_Selected excerpt:_
════

Read CSV data from a file.

Parameters:

fname (typing.Union[str, pathlib.Path]) –
normalize (typing.Optional[typing.Literal['NFC', 'NFKC', 'NFD', 'NFKD']]) –

Return type:

list[typing.Union[dict[str, str], list[str]]]

write_csv(fname, rows, **kw)[source]

Write CSV data to a file.

Parameters:

fname (typing.Union[str, pathlib.Path]) –
rows (collections.abc.Iterable[list[str]]) –

read_xml(fname, wrap=True)[source]

Reads and parses XML from a file.

Parameters:: fname (typing.Union[str, pathlib.Path]) –
Return type:: xml.etree.ElementTree.Element

read_json(fname, **_)[source]

Read a JSON file.

Parameters:: fname (typing.Union[str, pathlib.Path]) –
Return type:: typing.Union[str, list, dict]

read_bib(fname='sources.bib')[source]

Read a BibTeX file.

Parameters:: fname (typing.Union[str, pathlib.Path]) –
Return type:: list[pycldf.sources.Source]

ods2csv(fname, outdir=None)[source]

Dump the data from an OpenDocument Spreadsheet (suffix .ODS) file to CSV.

Note

Requires cldfbench to be installed with extra “odf”.

Parameters:

fname (typing.Union[str, pathlib.Path]) –
outdir (typing.Optional[pathlib.Path]) –

Return type:

dict[str, pathlib.Path]

xls2csv(fname, outdir=None)[source]

Dump the data from an Excel XLS file to CSV.

════

_Goal of the exercise:_
Copy out the documentation excerpt above on reading and writing data files in full, word for word.

_Dataset rows:_
════

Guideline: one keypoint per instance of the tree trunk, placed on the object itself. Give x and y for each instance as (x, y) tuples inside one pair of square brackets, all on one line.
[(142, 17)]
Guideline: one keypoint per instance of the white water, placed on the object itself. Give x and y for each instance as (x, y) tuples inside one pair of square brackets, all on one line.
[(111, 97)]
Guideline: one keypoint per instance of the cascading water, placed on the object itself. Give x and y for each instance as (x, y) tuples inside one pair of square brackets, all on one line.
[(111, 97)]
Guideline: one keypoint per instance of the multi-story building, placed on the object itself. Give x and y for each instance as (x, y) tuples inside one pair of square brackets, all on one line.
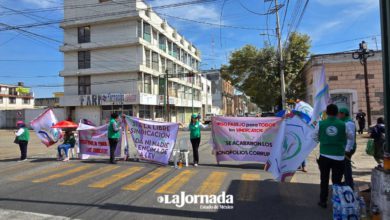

════

_Reply:_
Read CSV data from a file.

Parameters:

fname (typing.Union[str, pathlib.Path]) –
normalize (typing.Optional[typing.Literal['NFC', 'NFKC', 'NFD', 'NFKD']]) –

Return type:

list[typing.Union[dict[str, str], list[str]]]

write_csv(fname, rows, **kw)[source]

Write CSV data to a file.

Parameters:

fname (typing.Union[str, pathlib.Path]) –
rows (collections.abc.Iterable[list[str]]) –

read_xml(fname, wrap=True)[source]

Reads and parses XML from a file.

Parameters:: fname (typing.Union[str, pathlib.Path]) –
Return type:: xml.etree.ElementTree.Element

read_json(fname, **_)[source]

Read a JSON file.

Parameters:: fname (typing.Union[str, pathlib.Path]) –
Return type:: typing.Union[str, list, dict]

read_bib(fname='sources.bib')[source]

Read a BibTeX file.

Parameters:: fname (typing.Union[str, pathlib.Path]) –
Return type:: list[pycldf.sources.Source]

ods2csv(fname, outdir=None)[source]

Dump the data from an OpenDocument Spreadsheet (suffix .ODS) file to CSV.

Note

Requires cldfbench to be installed with extra “odf”.

Parameters:

fname (typing.Union[str, pathlib.Path]) –
outdir (typing.Optional[pathlib.Path]) –

Return type:

dict[str, pathlib.Path]

xls2csv(fname, outdir=None)[source]

Dump the data from an Excel XLS file to CSV.